An unreached people group is an ethnic group or nation in which they do not have clear access to the gospel because there is little to no Christian movement or it is too low of a percentage of Christians for the country to be reached.

So that means 4,105 groups without access to who Jesus is and what great lengths he went to for them to receive grace and life.

What if you were called to these people? What would it look like to tell those who have never heard?

For Davey, a senior at MBU, it began with a speaker.

Former MBU student, Philip Parrish, was speaking in St. Louis about a trip he had taken to Southeast Asia and reaching the unreached in the country, and Davey was hooked.

He knew he needed to go and the following summer of 2014 he did just that with Parrish, who was also obediently answering God’s call in Southeast Asia. For safety reasons the country to which Davey and Bertels traveled cannot be named as they continue to work and create relationships there.

The trip is different than what most mission trips look like.

The first difference is the trip can sometimes only involve as many as two people choosing to go, rather than a large group from a single church or organization. This was the case in Davey’s first trip, just two of them traveling to the other side of the world.

There are no work projects to complete or specific time frames that all team members must stay, but instead the trips are independent and relationally based.

“So many mission teams go somewhere and expect the missionaries who are already living there and doing what they’re doing to come out of their normal position, stop their daily tasks or add onto them. It’s almost like a burden on the missionary for a mission team to come and we didn’t want that,” said Davey. “We want to be meeting with them and encouraging them and helping with whatever they need, but we do not want to be like, ‘Hey, we need a ride to the mall’ [or] ‘can you come translate for this person.’ So kind of being inundated in the culture was necessary.”

Each member of the team that goes creates relationships and friendships with natives of Southeast Asia to share the gospel through long-term, close friendships formed on the trips.

Team members use public transportation or walk when meeting with individuals in Southeast Asia.

They most often do not stay with a missionary but instead in hotels or with friends, sometimes meaning they are miles away from other members of the team.

They sometimes even travel with individuals they meet in Southeast Asia across the country for vacation.

“We want to be part of the culture because I do think that shows a level of love and care for those people. It’s like we are telling them we are not just coming to share with you and go back and live our American lives but rather we are going to share with you and then we want to live life with you,” said Davey.

To go on the trip means to live like you are from Southeast Asia.

“It was really overwhelming at first because I was really undertrained. There was no kind of set-up like we have now … I got there and obviously it is a 12-hour time difference so I was just super-overwhelmed, very tired,” Davey recalled about his first trip, in 2014. “I did not know anything about the language, I felt really unprepared with security stuff and things I should and should not be saying. It was overwhelming at first.”

### Data for the task
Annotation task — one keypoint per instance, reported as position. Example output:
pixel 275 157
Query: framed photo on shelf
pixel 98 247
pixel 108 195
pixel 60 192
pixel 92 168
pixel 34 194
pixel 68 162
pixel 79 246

### Problems and tasks
1/ Begin at "The first difference" in the mission trip article and stop after "and relationally based.", swapping "independent" for "self-directed".
2/ Transcribe all of the rows above exactly, line for line.

### Exercise responses
1/
The first difference is the trip can sometimes only involve as many as two people choosing to go, rather than a large group from a single church or organization. This was the case in Davey’s first trip, just two of them traveling to the other side of the world.

There are no work projects to complete or specific time frames that all team members must stay, but instead the trips are self-directed and relationally based.

2/
Annotation task — one keypoint per instance, reported as position. Example output:
pixel 275 157
Query: framed photo on shelf
pixel 98 247
pixel 108 195
pixel 60 192
pixel 92 168
pixel 34 194
pixel 68 162
pixel 79 246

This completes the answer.